REQUIREMENT
Taking the line that contains "Query: corner cabinet" as the starting point, give again exactly every line up to and including the last line of the records below.

Stored items from a collection
********************

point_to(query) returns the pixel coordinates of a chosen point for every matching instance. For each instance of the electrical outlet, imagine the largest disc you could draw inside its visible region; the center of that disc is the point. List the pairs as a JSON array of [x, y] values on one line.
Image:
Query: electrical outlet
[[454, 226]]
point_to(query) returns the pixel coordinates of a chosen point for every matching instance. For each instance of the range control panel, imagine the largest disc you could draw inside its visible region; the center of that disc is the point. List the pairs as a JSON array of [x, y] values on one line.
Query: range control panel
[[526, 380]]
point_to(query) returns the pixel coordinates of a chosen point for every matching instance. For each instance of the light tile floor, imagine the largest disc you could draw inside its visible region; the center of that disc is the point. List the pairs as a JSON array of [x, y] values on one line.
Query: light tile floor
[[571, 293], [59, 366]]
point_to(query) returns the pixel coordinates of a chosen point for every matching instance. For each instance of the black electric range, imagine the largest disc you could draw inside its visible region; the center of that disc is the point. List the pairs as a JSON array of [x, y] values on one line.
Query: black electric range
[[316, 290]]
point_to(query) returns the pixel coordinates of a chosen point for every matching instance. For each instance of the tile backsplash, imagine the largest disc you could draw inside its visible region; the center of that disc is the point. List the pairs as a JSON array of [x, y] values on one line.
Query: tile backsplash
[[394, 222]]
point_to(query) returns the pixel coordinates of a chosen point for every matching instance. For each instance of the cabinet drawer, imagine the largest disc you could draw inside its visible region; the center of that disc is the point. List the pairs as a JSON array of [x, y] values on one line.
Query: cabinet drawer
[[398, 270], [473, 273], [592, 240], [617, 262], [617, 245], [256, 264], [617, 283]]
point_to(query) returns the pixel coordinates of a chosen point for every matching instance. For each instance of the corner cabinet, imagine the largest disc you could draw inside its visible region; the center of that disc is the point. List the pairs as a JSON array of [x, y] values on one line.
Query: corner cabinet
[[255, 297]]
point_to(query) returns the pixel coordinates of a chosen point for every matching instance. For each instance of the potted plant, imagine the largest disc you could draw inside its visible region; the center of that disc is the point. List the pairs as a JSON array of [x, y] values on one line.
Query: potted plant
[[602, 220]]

********************

OUTPUT FOR THIS TASK
Query: corner cabinet
[[255, 297]]
point_to(query) returns the pixel coordinates of a chosen point for every matching instance. For each instance of the potted plant, imagine the largest disc you could draw inside its visible region; the center of that disc is the point. List the pairs as a JSON array of [x, y] values on one line.
Query: potted plant
[[602, 220]]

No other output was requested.